GIVEN INSTRUCTION — Reproduce every line of the records below verbatim, leaving out the pictures.
## Begin RECORD SET
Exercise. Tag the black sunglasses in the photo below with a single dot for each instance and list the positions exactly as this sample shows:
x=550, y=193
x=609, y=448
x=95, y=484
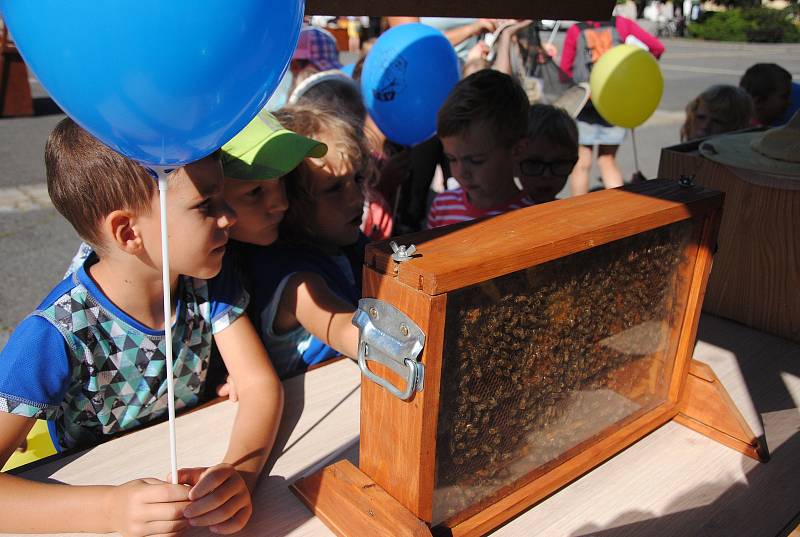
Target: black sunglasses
x=534, y=168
## End RECORD SET
EXERCISE OUTPUT —
Exercise. Tag the black sunglasses in the photo below with a single dot for each instance and list the positions exactly as this sample shows:
x=550, y=193
x=609, y=448
x=95, y=484
Target: black sunglasses
x=534, y=168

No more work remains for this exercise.